# [The problem]
Every line in the entries that holds "below" should be identified and copied.

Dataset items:
══════════════════════════════

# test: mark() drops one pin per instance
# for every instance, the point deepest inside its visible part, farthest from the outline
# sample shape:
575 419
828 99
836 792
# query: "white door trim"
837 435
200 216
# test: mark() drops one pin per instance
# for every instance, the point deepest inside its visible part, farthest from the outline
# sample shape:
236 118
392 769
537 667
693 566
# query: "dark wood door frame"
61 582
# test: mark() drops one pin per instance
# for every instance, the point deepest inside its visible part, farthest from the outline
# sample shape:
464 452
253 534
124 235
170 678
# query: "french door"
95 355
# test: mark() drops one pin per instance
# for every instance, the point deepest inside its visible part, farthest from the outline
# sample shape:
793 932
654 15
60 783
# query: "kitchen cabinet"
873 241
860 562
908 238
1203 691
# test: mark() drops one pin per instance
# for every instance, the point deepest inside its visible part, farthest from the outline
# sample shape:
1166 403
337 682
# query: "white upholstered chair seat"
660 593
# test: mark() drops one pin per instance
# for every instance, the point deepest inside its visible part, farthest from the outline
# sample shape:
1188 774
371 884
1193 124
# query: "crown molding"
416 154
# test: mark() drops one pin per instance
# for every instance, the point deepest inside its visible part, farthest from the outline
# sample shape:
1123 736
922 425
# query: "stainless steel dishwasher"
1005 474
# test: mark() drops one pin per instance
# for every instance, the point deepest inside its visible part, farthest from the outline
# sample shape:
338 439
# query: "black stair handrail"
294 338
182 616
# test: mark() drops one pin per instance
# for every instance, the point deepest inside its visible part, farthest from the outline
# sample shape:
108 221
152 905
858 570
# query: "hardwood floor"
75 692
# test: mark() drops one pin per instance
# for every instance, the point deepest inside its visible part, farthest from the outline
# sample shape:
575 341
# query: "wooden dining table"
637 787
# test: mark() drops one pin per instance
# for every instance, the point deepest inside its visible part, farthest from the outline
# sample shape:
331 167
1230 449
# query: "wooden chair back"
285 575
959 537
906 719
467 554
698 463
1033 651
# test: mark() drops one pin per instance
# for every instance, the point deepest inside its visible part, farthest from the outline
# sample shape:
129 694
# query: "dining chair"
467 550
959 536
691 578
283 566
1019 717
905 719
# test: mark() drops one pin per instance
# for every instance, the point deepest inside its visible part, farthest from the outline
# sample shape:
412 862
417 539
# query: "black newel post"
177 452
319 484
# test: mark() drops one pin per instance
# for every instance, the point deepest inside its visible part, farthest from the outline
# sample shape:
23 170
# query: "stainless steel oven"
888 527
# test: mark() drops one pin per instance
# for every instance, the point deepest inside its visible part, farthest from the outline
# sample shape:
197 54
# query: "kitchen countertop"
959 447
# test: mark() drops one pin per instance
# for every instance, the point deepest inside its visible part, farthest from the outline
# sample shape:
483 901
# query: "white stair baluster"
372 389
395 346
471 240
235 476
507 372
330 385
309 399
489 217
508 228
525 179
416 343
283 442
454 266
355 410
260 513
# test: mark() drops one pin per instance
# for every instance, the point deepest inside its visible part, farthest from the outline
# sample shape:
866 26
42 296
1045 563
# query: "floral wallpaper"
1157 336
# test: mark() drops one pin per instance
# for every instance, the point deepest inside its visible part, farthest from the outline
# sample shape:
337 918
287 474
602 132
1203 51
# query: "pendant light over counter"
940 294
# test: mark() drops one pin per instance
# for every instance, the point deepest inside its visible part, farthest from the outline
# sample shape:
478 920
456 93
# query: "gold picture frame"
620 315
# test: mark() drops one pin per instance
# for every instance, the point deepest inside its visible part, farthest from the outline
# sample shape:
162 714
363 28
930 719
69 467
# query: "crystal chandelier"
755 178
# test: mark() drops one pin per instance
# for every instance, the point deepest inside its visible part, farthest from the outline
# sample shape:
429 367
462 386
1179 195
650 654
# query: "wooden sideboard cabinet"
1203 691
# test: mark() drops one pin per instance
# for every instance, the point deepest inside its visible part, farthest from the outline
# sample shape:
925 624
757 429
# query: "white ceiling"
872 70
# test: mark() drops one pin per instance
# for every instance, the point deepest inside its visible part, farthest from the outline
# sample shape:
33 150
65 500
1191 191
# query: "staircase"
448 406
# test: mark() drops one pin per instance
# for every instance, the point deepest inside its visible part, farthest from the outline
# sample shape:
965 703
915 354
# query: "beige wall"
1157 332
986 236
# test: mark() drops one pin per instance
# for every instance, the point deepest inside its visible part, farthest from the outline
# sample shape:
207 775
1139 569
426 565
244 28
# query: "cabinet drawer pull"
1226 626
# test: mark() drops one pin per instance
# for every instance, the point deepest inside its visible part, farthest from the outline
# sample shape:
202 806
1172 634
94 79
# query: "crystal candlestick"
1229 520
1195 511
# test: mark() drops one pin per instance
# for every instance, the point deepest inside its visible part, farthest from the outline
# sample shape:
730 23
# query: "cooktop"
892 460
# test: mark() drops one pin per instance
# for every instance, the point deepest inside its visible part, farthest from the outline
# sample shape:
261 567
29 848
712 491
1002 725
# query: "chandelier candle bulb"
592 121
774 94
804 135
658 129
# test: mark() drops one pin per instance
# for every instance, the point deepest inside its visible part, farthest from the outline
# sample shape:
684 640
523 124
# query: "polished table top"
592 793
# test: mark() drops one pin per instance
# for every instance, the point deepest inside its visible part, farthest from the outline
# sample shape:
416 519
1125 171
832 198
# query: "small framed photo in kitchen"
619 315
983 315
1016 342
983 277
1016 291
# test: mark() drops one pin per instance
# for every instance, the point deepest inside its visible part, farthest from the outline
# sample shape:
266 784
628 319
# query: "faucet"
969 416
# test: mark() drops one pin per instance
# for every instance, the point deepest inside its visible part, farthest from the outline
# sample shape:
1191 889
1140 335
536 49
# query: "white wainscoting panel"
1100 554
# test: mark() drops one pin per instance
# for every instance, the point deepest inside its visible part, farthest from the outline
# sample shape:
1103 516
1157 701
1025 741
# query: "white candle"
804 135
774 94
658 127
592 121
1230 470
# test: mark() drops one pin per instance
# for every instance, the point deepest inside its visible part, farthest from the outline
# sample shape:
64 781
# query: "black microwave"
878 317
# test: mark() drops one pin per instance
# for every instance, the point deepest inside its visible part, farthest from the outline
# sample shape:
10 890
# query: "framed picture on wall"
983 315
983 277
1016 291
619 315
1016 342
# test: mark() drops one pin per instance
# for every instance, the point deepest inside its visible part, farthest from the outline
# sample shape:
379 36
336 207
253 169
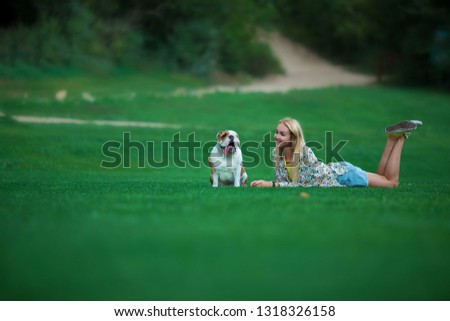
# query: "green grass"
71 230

══════════════════════════════

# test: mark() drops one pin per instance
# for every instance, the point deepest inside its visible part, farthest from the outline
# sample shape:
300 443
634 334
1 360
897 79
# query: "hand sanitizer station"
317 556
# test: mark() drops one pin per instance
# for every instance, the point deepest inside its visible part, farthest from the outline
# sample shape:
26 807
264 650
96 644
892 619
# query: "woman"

══════════════════════════════

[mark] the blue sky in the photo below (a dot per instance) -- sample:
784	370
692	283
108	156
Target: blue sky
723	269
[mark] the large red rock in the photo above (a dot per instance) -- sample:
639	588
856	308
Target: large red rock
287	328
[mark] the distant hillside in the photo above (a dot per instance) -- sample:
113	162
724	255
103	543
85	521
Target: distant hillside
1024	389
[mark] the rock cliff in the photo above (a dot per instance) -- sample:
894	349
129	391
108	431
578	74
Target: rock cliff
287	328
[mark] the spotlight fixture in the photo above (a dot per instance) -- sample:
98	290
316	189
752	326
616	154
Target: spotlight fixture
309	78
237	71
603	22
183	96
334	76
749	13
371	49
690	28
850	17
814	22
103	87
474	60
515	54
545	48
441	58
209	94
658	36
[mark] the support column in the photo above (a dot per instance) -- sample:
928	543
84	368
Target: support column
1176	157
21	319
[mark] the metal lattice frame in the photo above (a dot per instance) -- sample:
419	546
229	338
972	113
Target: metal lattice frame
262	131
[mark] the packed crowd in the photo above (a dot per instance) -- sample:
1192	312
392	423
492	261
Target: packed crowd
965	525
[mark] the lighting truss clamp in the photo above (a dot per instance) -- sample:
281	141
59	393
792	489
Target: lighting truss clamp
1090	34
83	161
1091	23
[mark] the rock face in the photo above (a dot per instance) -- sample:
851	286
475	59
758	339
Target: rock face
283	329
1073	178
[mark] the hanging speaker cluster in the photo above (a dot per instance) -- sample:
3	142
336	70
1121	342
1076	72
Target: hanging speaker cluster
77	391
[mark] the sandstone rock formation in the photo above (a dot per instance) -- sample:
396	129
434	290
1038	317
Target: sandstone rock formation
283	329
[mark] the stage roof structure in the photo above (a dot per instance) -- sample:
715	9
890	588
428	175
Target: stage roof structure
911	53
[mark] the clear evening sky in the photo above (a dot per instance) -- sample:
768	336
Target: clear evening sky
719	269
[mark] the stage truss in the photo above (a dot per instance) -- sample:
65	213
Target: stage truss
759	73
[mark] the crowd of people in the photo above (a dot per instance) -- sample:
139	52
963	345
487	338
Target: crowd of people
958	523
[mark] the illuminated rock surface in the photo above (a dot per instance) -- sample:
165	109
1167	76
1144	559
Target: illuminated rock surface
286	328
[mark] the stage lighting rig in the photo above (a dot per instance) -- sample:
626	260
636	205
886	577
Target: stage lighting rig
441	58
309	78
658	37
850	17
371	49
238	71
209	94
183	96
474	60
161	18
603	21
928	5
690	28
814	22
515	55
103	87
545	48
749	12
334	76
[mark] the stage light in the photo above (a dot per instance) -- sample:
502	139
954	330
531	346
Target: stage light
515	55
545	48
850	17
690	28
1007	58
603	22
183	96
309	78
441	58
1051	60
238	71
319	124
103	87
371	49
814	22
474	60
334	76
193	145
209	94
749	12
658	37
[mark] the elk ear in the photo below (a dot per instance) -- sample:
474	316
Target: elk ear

══════════════════════════════

# [Task response]
[mark] the blue sky in the photo below (a dot per instance) -- sample:
[mark] the elk ear in the photo below (a dot per instance) -- sample:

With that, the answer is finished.